▶ DIRECTIONS: Carry on the blog post about Homecoming below from the point where it stops.

▶ SUPPLIED PASSAGE:
-- Start --

Monthly Archives: October 2013

you don’t get what you don’t ask for

Until last week, for several weeks, our air space was jammed with the frequency of Homecoming:  the powder puff football game and which class had the strongest athletes, then the “real” football game (actual words used by actual boys) and whether we’d defeat our rivals, then the dance, which was the most painful part, a reminder of how complicated being young is.  It was both entertaining and excruciating to watch Owen begin to understand the gaping maw between his prevailing view that the world is a black and white place – easy to legislate, govern, and operate within if adults would just move over and let teenagers be in charge – and a growing sense that maybe life is not that simple after all.

The real sport of Homecoming was negotiating the dance.  The pre-game show began weeks before the event as boys negotiated amongst themselves which girls to ask and how.  On our way to swim practice each night, Owen’s friends debriefed.

Here is a sample conversation from the car (A conversation highly similar to this was reenacted every night for at least two weeks):

B:               You should ask Emma because she’s going to say no to Brian and she will say yes to you.

Owen:       But I want to ask Izzy.

-- End --

▶ STORED DATA:

-- Start --

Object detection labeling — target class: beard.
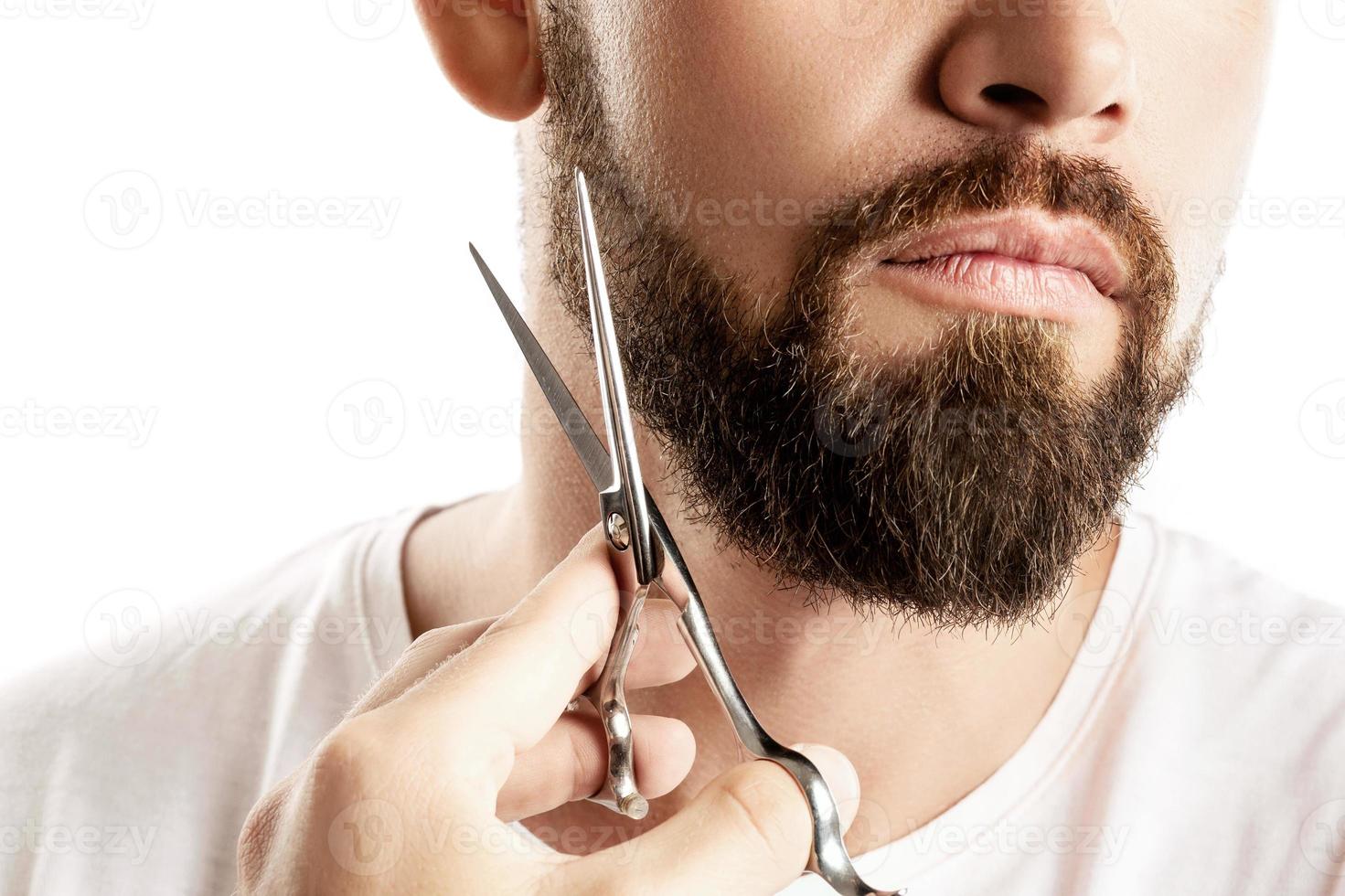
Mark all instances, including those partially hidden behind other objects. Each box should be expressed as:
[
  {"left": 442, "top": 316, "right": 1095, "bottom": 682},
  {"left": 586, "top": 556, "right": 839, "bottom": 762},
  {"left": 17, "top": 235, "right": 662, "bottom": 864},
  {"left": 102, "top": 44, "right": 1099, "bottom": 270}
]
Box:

-- End --
-- Start --

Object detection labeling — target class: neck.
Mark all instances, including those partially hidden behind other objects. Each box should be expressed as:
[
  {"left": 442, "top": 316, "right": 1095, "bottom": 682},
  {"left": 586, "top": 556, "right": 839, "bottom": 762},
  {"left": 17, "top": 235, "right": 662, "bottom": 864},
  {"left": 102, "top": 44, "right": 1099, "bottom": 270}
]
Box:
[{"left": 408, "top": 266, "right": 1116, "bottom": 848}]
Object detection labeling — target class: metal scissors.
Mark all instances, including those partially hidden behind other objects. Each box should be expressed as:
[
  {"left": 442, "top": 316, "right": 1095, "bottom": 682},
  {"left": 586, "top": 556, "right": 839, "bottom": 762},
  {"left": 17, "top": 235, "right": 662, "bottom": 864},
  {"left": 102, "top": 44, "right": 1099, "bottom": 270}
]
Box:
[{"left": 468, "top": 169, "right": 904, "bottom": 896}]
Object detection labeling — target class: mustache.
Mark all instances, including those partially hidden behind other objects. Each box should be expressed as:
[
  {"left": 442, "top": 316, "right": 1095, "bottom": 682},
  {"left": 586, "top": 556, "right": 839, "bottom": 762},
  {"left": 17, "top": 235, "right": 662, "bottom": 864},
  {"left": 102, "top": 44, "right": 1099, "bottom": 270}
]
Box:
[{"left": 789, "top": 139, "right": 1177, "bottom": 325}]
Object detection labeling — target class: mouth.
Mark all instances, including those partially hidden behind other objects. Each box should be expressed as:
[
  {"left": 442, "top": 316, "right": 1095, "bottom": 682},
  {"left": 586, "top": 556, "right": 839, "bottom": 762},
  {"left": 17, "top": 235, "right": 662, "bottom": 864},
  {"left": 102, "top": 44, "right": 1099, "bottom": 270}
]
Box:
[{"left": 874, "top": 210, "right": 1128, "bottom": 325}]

-- End --

▶ REPLY:
D:                Dude, you can’t ask Izzy.  Tim’s asking her.

Owen:        But what if I ask Izzy before Tim does?

B:                You can’t do that because Tim already told us he’s asking her.  It’s like stealing.  Not cool.

Owen:        But what if I do?

D:                Don’t do it, man.  That’s lame.  You should ask Emma.

Owen:       You should go with Emma.

D:                I can’t go with Emma.  She’s super quiet and so am I and nobody would talk all night.

B:                D’s going to ask Jane because she talks a lot.  She’ll make it fun.  And you should ask Emma.

Owen:        I don’t know.  I want to go with Izzy.  What if I ask Kate?

B:                Dude.  I’m asking Kate.  D’s asking Jane.  You should ask Emma.  It’ll be fun, I promise.  Plus, you just got here, so you need us to  help you understand them.

Owen:        Them who?

B:                 Girls, dumbass.

There was a long pause while we waited to turn left into the pool parking lot.  It sounded settled to me.  We pulled up to the front door and the boys loitered in the car, gathering up their gear bags.

Owen:         So.  I can’t ask Izzy?  I mean.  For sure Tim knows WE know he’s going to ask?

B:                  You kind of suck at this game.

Once they’d settled the girl question, the issue of the ASK descended.  My recollection, which may be wrong, is that being asked to Homecoming used to go something like this:

(Written on a note passed to me in history with Doritos stains on one corner):

Wanna go to the dance with me?

OR

(Written on a note shoved inside the slats of my locker door)

Will you go to Homecoming with me? Check yes or no and bring it to English.

 

In those days, which Owen tells me were uninspired, boys didn’t ask girls in person.  It was almost always on a note, or through a friend, and in this way not much has changed since the dark ages.  Except that now part of THE ASK has to be creative, thoughtful, unique.  A big statement that others see, a “treat” meant to impress with a sugary crust of embarrassment.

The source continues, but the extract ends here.